Les données |
════

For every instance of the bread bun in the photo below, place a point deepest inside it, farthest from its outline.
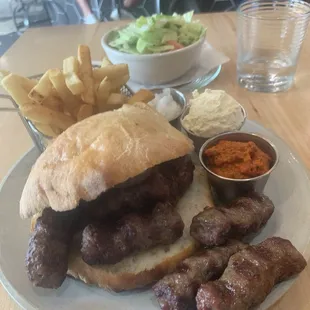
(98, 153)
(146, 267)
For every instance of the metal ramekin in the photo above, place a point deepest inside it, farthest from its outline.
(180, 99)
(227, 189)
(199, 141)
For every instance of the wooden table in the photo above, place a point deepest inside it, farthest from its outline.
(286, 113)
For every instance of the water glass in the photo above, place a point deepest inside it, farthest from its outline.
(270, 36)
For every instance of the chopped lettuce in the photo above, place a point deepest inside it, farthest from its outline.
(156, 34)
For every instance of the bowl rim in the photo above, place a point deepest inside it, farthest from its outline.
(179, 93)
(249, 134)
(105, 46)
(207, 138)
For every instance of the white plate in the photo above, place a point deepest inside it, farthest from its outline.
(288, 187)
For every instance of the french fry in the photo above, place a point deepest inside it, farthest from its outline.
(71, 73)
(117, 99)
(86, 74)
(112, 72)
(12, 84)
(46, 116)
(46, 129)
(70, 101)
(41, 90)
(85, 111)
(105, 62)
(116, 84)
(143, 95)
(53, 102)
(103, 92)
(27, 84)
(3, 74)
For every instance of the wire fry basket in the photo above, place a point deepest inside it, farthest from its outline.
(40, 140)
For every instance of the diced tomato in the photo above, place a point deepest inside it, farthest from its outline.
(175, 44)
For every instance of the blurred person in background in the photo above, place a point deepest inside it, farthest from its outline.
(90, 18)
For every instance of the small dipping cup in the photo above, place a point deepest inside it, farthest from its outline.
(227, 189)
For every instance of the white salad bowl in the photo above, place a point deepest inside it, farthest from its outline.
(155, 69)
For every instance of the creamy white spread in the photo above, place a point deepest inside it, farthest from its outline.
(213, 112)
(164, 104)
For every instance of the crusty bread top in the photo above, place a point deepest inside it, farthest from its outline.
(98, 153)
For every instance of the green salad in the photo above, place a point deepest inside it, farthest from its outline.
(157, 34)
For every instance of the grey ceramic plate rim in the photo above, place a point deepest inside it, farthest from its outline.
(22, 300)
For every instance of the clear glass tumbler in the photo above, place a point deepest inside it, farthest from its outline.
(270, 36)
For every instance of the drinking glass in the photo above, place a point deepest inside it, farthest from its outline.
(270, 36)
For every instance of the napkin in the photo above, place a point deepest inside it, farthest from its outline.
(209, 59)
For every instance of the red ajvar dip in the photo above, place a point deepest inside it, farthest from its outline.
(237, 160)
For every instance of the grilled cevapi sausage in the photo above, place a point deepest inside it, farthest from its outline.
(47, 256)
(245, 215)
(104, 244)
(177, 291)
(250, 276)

════

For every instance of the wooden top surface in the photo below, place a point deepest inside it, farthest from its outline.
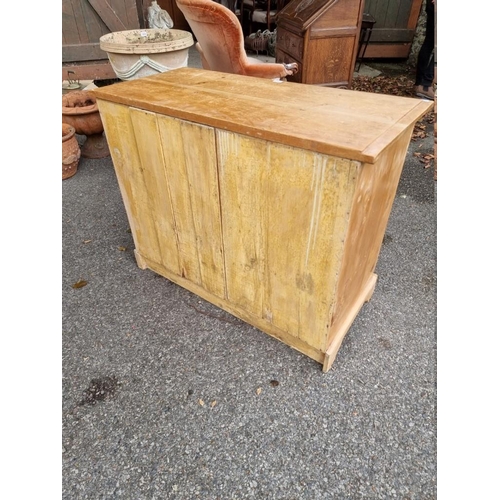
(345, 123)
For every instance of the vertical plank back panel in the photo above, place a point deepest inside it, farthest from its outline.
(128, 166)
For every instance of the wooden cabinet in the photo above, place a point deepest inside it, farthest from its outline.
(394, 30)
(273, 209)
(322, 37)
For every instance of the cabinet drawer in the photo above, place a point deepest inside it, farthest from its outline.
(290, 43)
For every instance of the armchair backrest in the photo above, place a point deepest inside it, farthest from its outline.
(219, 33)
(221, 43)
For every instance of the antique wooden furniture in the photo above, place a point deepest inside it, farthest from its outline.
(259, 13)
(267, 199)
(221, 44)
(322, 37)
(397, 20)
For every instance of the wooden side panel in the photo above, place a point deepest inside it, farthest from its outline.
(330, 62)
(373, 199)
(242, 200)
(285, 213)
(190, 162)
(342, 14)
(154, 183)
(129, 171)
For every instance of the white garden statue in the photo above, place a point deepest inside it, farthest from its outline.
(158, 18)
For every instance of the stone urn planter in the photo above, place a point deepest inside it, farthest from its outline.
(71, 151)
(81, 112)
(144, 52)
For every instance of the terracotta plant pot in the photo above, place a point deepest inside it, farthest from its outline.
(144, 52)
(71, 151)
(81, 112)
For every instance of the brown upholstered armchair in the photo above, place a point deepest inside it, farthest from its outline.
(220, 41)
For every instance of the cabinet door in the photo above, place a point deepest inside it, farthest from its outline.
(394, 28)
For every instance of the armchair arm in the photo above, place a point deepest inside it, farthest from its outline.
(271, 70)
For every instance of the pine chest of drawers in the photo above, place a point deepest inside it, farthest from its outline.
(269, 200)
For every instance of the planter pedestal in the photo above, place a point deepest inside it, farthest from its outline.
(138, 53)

════

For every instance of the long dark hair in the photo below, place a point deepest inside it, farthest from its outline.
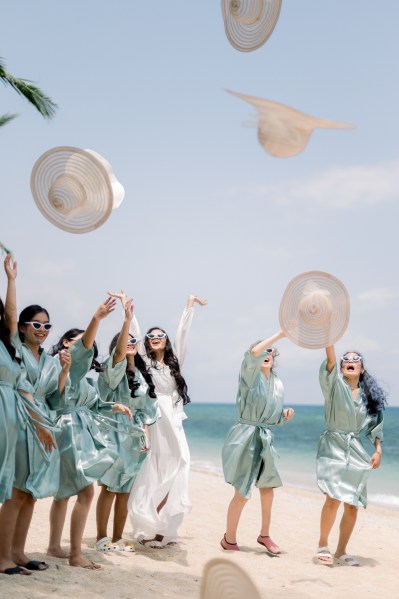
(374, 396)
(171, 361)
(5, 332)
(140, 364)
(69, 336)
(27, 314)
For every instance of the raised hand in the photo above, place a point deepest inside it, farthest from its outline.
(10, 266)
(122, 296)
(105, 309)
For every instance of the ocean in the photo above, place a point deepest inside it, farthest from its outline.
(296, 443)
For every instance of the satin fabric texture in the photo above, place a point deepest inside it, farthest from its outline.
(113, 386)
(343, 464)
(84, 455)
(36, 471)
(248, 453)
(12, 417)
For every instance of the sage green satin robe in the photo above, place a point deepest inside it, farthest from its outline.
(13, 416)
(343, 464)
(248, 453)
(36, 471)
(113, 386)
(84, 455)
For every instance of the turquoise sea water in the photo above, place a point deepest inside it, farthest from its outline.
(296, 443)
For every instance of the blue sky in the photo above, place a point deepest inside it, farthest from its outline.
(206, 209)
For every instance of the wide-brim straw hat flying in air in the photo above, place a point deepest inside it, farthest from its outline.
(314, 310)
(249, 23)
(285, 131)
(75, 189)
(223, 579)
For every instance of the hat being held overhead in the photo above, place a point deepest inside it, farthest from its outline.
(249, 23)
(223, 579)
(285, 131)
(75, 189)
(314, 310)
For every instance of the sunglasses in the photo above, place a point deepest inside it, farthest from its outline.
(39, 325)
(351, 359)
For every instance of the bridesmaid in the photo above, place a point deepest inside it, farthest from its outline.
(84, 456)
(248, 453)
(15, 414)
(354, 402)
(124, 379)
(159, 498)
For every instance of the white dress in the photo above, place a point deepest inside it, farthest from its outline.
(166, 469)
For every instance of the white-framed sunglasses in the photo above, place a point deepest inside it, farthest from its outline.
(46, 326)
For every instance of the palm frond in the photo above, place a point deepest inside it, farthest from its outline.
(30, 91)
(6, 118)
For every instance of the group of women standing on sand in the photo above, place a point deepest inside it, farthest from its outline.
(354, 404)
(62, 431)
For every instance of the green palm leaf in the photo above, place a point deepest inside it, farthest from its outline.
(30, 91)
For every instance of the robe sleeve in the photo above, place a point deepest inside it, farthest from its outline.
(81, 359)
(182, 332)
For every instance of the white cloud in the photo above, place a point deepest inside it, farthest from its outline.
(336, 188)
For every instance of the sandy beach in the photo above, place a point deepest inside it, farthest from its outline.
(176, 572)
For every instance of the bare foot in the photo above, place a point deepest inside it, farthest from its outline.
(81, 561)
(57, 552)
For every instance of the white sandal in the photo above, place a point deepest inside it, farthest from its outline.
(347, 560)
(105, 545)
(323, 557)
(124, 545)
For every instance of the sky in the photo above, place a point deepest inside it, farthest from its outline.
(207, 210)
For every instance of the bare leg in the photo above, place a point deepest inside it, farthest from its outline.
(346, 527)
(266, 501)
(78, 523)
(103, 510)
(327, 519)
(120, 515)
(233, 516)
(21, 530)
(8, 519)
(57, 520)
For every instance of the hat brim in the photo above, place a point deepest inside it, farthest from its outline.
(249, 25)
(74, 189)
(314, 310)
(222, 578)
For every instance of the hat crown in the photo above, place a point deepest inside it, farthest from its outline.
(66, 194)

════

Relevez chaque ligne des données ci-dessus qui contient le mot « plate », en la recopiant intégralement.

For every instance of the white plate in the photo above, place a point deepest inside it, farthest from its outline.
For every instance of the grey ceramic plate rim in the photo above, place a point deepest inside it, farthest from its outline.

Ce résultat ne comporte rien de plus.